■ **WHAT TO PRODUCE**
Rewrite every line of the items below as a numbered list, omitting blank lines. Leave the pictures out of your answer.

■ **DATA FOR THIS TASK**
□ □ □ □ □

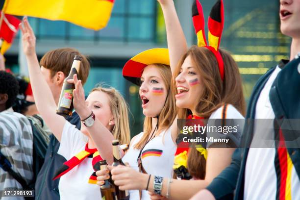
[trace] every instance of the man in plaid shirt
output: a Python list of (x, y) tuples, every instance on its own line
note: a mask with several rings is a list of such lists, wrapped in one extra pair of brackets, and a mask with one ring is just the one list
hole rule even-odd
[[(32, 131), (26, 117), (11, 108), (18, 92), (16, 78), (9, 73), (0, 71), (0, 150), (11, 164), (12, 170), (28, 184), (33, 175)], [(23, 189), (16, 180), (1, 168), (0, 188)], [(2, 195), (0, 194), (0, 198)]]

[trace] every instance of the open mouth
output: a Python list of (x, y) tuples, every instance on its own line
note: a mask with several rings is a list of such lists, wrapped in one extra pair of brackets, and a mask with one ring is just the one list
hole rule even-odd
[(149, 102), (149, 100), (146, 98), (145, 96), (141, 97), (142, 98), (142, 101), (143, 102), (143, 105), (145, 105)]
[(282, 17), (285, 17), (291, 14), (292, 13), (287, 10), (281, 10), (280, 11), (280, 15)]
[(180, 94), (183, 93), (184, 92), (187, 92), (189, 91), (189, 89), (183, 87), (177, 87), (177, 94)]

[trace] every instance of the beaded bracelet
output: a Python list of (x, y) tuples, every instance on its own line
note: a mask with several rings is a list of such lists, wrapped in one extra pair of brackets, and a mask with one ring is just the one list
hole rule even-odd
[(161, 189), (162, 188), (163, 177), (157, 175), (154, 176), (154, 181), (153, 182), (153, 189), (156, 195), (160, 195)]

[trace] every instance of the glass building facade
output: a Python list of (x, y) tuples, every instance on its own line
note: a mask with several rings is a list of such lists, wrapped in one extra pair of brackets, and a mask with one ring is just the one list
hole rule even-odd
[[(187, 39), (191, 41), (189, 46), (197, 44), (188, 7), (193, 1), (175, 0), (185, 33), (188, 33)], [(206, 19), (214, 2), (201, 0)], [(288, 58), (290, 39), (280, 32), (278, 0), (225, 0), (224, 3), (225, 22), (221, 46), (231, 51), (238, 62), (248, 101), (258, 78), (281, 59)], [(122, 70), (137, 53), (166, 47), (163, 16), (157, 1), (115, 0), (108, 25), (98, 31), (63, 21), (34, 18), (29, 20), (36, 35), (39, 57), (58, 47), (74, 47), (81, 51), (82, 46), (86, 47), (83, 53), (89, 55), (91, 63), (84, 86), (86, 94), (99, 82), (115, 87), (128, 103), (132, 113), (131, 135), (141, 132), (144, 116), (139, 89), (122, 77)], [(188, 30), (185, 28), (187, 25)], [(16, 38), (15, 43), (18, 40)], [(15, 50), (12, 48), (5, 55), (6, 65), (17, 72), (18, 45), (14, 45)]]

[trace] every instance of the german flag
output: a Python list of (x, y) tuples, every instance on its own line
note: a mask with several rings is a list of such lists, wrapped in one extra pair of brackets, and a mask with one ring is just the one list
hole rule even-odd
[(0, 45), (0, 52), (3, 55), (12, 44), (21, 21), (12, 15), (5, 14), (2, 16), (2, 14), (3, 12), (1, 11), (0, 16), (2, 21), (0, 27), (0, 39), (3, 41)]
[(93, 165), (93, 168), (94, 169), (94, 172), (92, 174), (92, 175), (89, 179), (89, 183), (91, 184), (97, 184), (97, 176), (96, 175), (96, 172), (98, 170), (100, 170), (100, 161), (102, 160), (102, 158), (100, 156), (99, 152), (98, 151), (95, 152), (93, 154), (93, 160), (92, 161), (92, 164)]
[(162, 150), (150, 149), (145, 150), (142, 153), (142, 158), (144, 158), (147, 156), (161, 156), (162, 154)]
[(277, 137), (279, 140), (275, 140), (277, 148), (274, 160), (277, 178), (276, 200), (291, 200), (293, 163), (286, 149), (282, 129), (280, 128), (278, 133)]
[[(79, 165), (86, 157), (92, 154), (93, 160), (92, 161), (92, 164), (95, 169), (95, 168), (97, 167), (97, 164), (99, 165), (99, 164), (97, 164), (97, 162), (98, 161), (102, 160), (102, 158), (101, 158), (101, 156), (99, 155), (99, 153), (97, 151), (97, 149), (89, 149), (88, 148), (88, 144), (87, 144), (85, 146), (85, 149), (84, 150), (79, 152), (71, 159), (64, 163), (63, 165), (55, 172), (53, 180), (54, 180), (60, 177), (60, 176), (66, 174), (75, 167)], [(94, 159), (95, 161), (94, 160)], [(99, 166), (98, 166), (98, 168), (100, 169)], [(94, 173), (93, 173), (93, 174), (94, 174)], [(96, 175), (96, 174), (95, 175)]]
[(114, 0), (6, 0), (5, 13), (63, 20), (98, 30), (110, 18)]

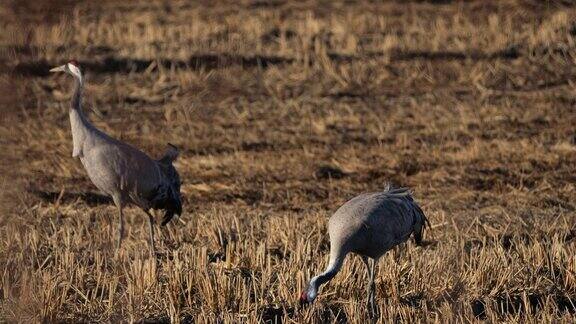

□ □ □ □ □

■ **TASK RESPONSE**
1. [trace] every instance of the man in plaid shirt
2. output: a Python list of (x, y) tuples, every instance on its own line
3. note: a mask with several rings is a list of such lists, wrapped in one extra pair of brackets, and a mask with one ring is just the one list
4. hole rule even-odd
5. [[(32, 131), (26, 117), (11, 108), (18, 92), (16, 78), (9, 73), (0, 71), (0, 150), (11, 164), (12, 170), (28, 184), (33, 175)], [(23, 189), (16, 180), (1, 168), (0, 188)], [(2, 195), (0, 194), (0, 198)]]
6. [trace] every instance of the open mouth
7. output: a Python list of (x, y) tuples, every instance on its own line
8. note: a mask with several rings is a list of such lists, wrapped in one extra pair of brackets, and a mask with one ring is just the one list
9. hole rule even-odd
10. [(149, 102), (149, 100), (146, 98), (145, 96), (141, 97), (142, 98), (142, 101), (143, 102), (143, 105), (145, 105)]
11. [(282, 17), (285, 17), (291, 14), (292, 13), (287, 10), (281, 10), (280, 11), (280, 15)]
12. [(180, 94), (183, 93), (184, 92), (187, 92), (189, 91), (189, 89), (183, 87), (177, 87), (177, 94)]
13. [trace] every instance of the beaded bracelet
14. output: a Python list of (x, y) tuples, every instance on its own line
15. note: a mask with several rings is a list of such lists, wrapped in one extra pair of brackets, and a mask with one ring is just the one list
16. hole rule even-odd
17. [(161, 189), (162, 188), (163, 177), (157, 175), (154, 176), (154, 181), (153, 182), (153, 189), (156, 195), (160, 195)]
18. [trace] every instance of the glass building facade
19. output: a Python list of (x, y) tuples, every instance on its own line
20. note: a mask with several rings is a list of such lists, wrapped in one extra pair of brackets, and a mask with one ring is just the one list
21. hole rule even-odd
22. [[(187, 39), (191, 41), (189, 46), (197, 44), (188, 7), (193, 1), (175, 0), (185, 33), (188, 33)], [(206, 19), (214, 2), (201, 0)], [(288, 58), (290, 39), (280, 32), (278, 0), (225, 0), (224, 3), (225, 22), (221, 46), (231, 51), (238, 62), (248, 101), (258, 78), (281, 59)], [(122, 70), (137, 53), (166, 47), (163, 16), (157, 1), (115, 0), (108, 25), (98, 31), (63, 21), (34, 18), (29, 20), (36, 35), (39, 57), (58, 47), (74, 47), (81, 51), (82, 46), (86, 47), (83, 53), (89, 55), (91, 63), (84, 86), (86, 94), (99, 82), (115, 87), (128, 103), (132, 113), (131, 135), (141, 132), (144, 116), (139, 89), (122, 77)], [(188, 30), (185, 28), (187, 25)], [(16, 38), (15, 43), (18, 40)], [(15, 50), (12, 48), (5, 55), (6, 65), (17, 72), (18, 45), (14, 45)]]
23. [trace] every instance of the german flag
24. output: a Python list of (x, y) tuples, every instance on its own line
25. note: a mask with several rings is a list of such lists, wrapped in one extra pair of brackets, and a mask with one ring is just the one list
26. hole rule even-odd
27. [(0, 45), (0, 52), (3, 55), (12, 44), (21, 21), (12, 15), (5, 14), (2, 16), (2, 14), (3, 12), (1, 11), (0, 16), (2, 21), (0, 27), (0, 39), (3, 41)]
28. [(93, 165), (93, 168), (94, 169), (94, 172), (92, 174), (92, 175), (89, 179), (89, 183), (91, 184), (97, 184), (97, 176), (96, 175), (96, 172), (98, 170), (100, 170), (100, 161), (102, 160), (102, 158), (100, 156), (99, 152), (98, 151), (95, 152), (93, 154), (93, 160), (92, 161), (92, 164)]
29. [(162, 150), (150, 149), (145, 150), (142, 153), (142, 158), (144, 158), (147, 156), (161, 156), (162, 154)]
30. [(277, 137), (279, 140), (275, 140), (277, 148), (274, 160), (277, 178), (276, 200), (291, 200), (293, 163), (286, 149), (282, 129), (280, 128), (278, 133)]
31. [[(79, 165), (86, 157), (92, 154), (93, 160), (92, 161), (92, 164), (95, 169), (95, 168), (97, 167), (97, 164), (99, 165), (99, 164), (97, 164), (97, 162), (98, 161), (102, 160), (102, 158), (101, 158), (101, 156), (99, 155), (99, 153), (97, 151), (97, 149), (89, 149), (88, 148), (88, 144), (87, 144), (85, 146), (85, 149), (84, 150), (79, 152), (71, 159), (64, 163), (63, 165), (55, 172), (53, 180), (54, 180), (60, 177), (60, 176), (66, 174), (75, 167)], [(94, 159), (95, 161), (94, 160)], [(99, 166), (98, 166), (98, 168), (100, 169)], [(94, 173), (93, 173), (93, 174), (94, 174)], [(96, 175), (96, 174), (95, 175)]]
32. [(114, 0), (6, 0), (5, 13), (63, 20), (98, 30), (110, 18)]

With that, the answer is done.